About this exercise
Restate all of the following data exactly, keeping any images out of the copy.

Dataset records
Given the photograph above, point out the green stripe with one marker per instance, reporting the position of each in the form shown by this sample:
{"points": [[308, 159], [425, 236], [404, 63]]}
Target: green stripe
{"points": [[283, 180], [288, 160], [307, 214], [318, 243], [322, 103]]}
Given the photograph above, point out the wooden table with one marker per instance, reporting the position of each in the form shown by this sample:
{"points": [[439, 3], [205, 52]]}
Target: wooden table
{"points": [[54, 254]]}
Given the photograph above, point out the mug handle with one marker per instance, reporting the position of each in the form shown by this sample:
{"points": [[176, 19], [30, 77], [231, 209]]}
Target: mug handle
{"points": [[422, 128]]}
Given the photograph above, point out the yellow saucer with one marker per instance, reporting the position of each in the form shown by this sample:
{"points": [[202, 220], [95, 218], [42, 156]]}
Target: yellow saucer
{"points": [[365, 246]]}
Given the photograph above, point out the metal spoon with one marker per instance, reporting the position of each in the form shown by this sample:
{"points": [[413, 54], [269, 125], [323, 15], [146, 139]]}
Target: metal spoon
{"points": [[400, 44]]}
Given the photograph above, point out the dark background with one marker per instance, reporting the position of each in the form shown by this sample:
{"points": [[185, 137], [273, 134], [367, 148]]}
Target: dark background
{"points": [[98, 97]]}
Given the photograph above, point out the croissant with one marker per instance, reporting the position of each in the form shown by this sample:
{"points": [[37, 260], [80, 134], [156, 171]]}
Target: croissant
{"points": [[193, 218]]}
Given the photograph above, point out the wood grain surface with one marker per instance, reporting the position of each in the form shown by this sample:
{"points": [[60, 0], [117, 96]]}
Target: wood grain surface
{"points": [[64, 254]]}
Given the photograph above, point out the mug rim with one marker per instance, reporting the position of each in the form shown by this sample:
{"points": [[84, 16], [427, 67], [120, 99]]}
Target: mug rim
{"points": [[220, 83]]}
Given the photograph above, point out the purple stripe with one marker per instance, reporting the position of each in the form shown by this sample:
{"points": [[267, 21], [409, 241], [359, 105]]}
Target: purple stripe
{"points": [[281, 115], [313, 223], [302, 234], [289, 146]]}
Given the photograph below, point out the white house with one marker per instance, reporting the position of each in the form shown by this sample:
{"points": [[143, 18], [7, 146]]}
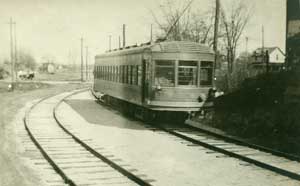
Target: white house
{"points": [[276, 58]]}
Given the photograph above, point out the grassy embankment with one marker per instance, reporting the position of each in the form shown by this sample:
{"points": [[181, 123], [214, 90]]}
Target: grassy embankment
{"points": [[265, 111]]}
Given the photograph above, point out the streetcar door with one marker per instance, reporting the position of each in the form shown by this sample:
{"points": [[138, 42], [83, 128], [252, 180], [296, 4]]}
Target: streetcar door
{"points": [[145, 82]]}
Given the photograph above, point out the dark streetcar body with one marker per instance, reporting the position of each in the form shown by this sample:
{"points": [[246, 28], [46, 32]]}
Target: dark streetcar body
{"points": [[164, 77]]}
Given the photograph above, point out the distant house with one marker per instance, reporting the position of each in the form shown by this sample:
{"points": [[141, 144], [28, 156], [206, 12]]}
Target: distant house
{"points": [[276, 58], [47, 67]]}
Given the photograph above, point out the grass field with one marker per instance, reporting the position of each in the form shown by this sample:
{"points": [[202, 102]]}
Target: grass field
{"points": [[13, 171]]}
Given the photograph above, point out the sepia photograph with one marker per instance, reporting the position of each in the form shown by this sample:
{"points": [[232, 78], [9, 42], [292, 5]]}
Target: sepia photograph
{"points": [[149, 93]]}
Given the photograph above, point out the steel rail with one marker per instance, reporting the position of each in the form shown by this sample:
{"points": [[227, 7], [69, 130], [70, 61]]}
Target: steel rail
{"points": [[272, 168], [117, 167], [244, 143], [56, 168]]}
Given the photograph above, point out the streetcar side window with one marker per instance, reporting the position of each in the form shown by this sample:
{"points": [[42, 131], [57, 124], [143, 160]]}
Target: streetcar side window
{"points": [[165, 73], [126, 74], [130, 74], [139, 72], [206, 73], [117, 73], [187, 73]]}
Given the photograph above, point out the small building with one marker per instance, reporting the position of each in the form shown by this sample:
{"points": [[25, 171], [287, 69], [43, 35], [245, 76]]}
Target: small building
{"points": [[276, 59], [47, 67]]}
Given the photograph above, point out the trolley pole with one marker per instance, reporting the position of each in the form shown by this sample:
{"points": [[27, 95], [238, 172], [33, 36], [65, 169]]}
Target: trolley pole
{"points": [[11, 53], [81, 67], [86, 63]]}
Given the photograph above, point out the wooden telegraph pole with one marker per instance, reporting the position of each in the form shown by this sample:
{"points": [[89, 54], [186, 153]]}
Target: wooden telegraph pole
{"points": [[81, 67], [109, 43], [16, 51], [215, 45], [86, 63], [124, 35], [11, 53]]}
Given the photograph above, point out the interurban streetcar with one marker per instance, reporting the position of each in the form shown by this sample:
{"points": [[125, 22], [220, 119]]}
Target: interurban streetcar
{"points": [[155, 78]]}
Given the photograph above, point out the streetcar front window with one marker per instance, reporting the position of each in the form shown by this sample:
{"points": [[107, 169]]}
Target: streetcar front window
{"points": [[206, 73], [164, 73], [187, 73]]}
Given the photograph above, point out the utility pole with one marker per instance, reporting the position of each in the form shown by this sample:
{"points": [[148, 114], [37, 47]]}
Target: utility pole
{"points": [[215, 46], [81, 49], [16, 51], [109, 43], [247, 46], [11, 53], [86, 62], [263, 38], [151, 34], [124, 35]]}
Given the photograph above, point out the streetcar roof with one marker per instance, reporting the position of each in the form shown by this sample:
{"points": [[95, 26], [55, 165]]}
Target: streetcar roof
{"points": [[166, 46]]}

Your response
Given the photograph above, point out the green stripe with one marker per instance, reporting the position of each in the form shown by this sample:
{"points": [[308, 159], [425, 236], [404, 63]]}
Target: green stripe
{"points": [[283, 180], [288, 160], [307, 214], [318, 243], [322, 103]]}
Given the photograph above, point out the wooden table with one marker per instance, reporting the position of each in the form shown by this sample:
{"points": [[439, 3], [205, 52]]}
Target: wooden table
{"points": [[54, 254]]}
Given the photograph above, point out the mug handle with one marker per instance, reporting the position of each in the form shown by this sample:
{"points": [[176, 19], [30, 77], [231, 209]]}
Target: mug handle
{"points": [[422, 128]]}
Given the photograph above, point out the yellow saucer with one marker per instance, reporting the position of each in the form shown by this sample:
{"points": [[202, 220], [95, 218], [42, 156]]}
Target: yellow saucer
{"points": [[365, 246]]}
Given the photograph above, point out the metal spoon with one marker per instance, reporting the position of each in the form shown by this sample:
{"points": [[413, 54], [269, 125], [323, 15], [146, 139]]}
Target: metal spoon
{"points": [[400, 44]]}
Given the photograph above, point out the dark background with one marker per instance, reporting the position of each in the form shown by this sample:
{"points": [[185, 137], [273, 134], [367, 148]]}
Target: dark background
{"points": [[98, 97]]}
Given the photograph above, point out the croissant with one marker per instance, reporting the position of each in the form shown by this sample:
{"points": [[37, 260], [80, 134], [156, 171]]}
Target: croissant
{"points": [[193, 218]]}
Given the photograph above, point out the wood grain surface with one marker per instance, reporting the position of each in the form shown by this sample:
{"points": [[60, 0], [117, 96]]}
Target: wood grain surface
{"points": [[64, 254]]}
Given the photograph above, point out the mug rim with one marker per instance, reporting the position of each in the form shown by this sample:
{"points": [[84, 16], [427, 67], [120, 99]]}
Target: mug rim
{"points": [[220, 83]]}
Given the photograph above, point out the purple stripe with one marker per instance, reporting the position of each in the form shown by this sample:
{"points": [[267, 21], [409, 241], [359, 105]]}
Target: purple stripe
{"points": [[281, 115], [313, 223], [302, 234], [289, 146]]}
Given the photograph below, point out the white house with one marker per instance, reporting the position of each in the form shown by this sample:
{"points": [[143, 18], [7, 146]]}
Target: white house
{"points": [[276, 58]]}
Given the photograph above, point out the grassy embankment with one marker per instance, reporting the position of each in the form shown by this sample:
{"points": [[181, 123], [214, 90]]}
Target: grassy embankment
{"points": [[265, 111]]}
Given the photograph above, point out the streetcar door with one marker per instance, reporting the position of each in the form shown by this sample:
{"points": [[138, 42], [83, 128], [252, 180], [296, 4]]}
Target: streetcar door
{"points": [[145, 82]]}
Given the photograph above, point out the dark streetcar body with one marker per instance, reporting the position of each in the form shown by this sample:
{"points": [[246, 28], [46, 32]]}
Target: dark streetcar body
{"points": [[164, 77]]}
Given the photograph above, point out the distant house with one marker per instance, reporting the position of each in the form shown by this sample:
{"points": [[141, 144], [28, 156], [206, 12]]}
Target: distant house
{"points": [[276, 58], [47, 67]]}
Given the photograph above, point out the grass field with one marker per instance, reporting the position of each in the form shown by this sample:
{"points": [[202, 102]]}
Target: grass field
{"points": [[13, 171]]}
Given the photograph above, point out the sepia photograph with one marker per instance, reporting the position of each in the form shown by this sample:
{"points": [[232, 78], [9, 42], [292, 5]]}
Target: sepia photograph
{"points": [[149, 93]]}
Given the photograph above, point out the steel rail with one marker per instance, reporting the position of each in the form shown by this sample:
{"points": [[227, 7], [69, 130], [70, 61]]}
Target: steel rail
{"points": [[272, 168], [117, 167], [244, 143], [56, 168]]}
Given the photograph above, point out the streetcar side window with one marker per instance, reporting the position of each in the form shown by this sample:
{"points": [[42, 131], [57, 124], [143, 160]]}
Target: streetcar side window
{"points": [[165, 73], [126, 74], [130, 74], [139, 72], [206, 73], [117, 73], [187, 73]]}
Given the photograph above, point out the small building with one marker per instance, reporting the position of each in the form shown by this sample:
{"points": [[25, 171], [287, 69], [43, 35], [245, 76]]}
Target: small building
{"points": [[276, 59], [47, 67]]}
Given the photograph above, point out the trolley pole with one marker per instance, reporting the position of each in the form shown by this sample:
{"points": [[27, 95], [238, 172], [33, 36], [65, 169]]}
Target: trolley pole
{"points": [[11, 53], [81, 67], [86, 63]]}
Given the photograph above, point out the wooden telegraph pole with one marker per instance, reporting the position of each in the form shown by this sample:
{"points": [[89, 54], [186, 153]]}
Target: wooden telegraph pole
{"points": [[81, 67], [109, 43], [16, 51], [215, 45], [86, 63], [124, 35], [11, 53]]}
Given the photograph above, point out the interurban streetcar with one marker per instance, reporting the position of each in the form shown by this sample:
{"points": [[125, 22], [220, 119]]}
Target: interurban streetcar
{"points": [[155, 78]]}
Given the photograph above, point out the streetcar front window with one marker per instance, reporting the position of each in the form shown by this sample:
{"points": [[107, 169]]}
Target: streetcar front window
{"points": [[206, 73], [164, 73], [187, 73]]}
Given the photograph above, point out the utility pole with one marker per instance, reporting the position of each in the form shown by this sample:
{"points": [[148, 114], [37, 47]]}
Target: utility pole
{"points": [[215, 46], [81, 49], [16, 51], [109, 43], [247, 46], [11, 53], [86, 62], [263, 38], [151, 34], [124, 35]]}
Given the photograph above, point out the streetcar roof with one marker per instance, reporting the position of each in the form shown by this sample:
{"points": [[95, 26], [55, 165]]}
Target: streetcar roof
{"points": [[166, 46]]}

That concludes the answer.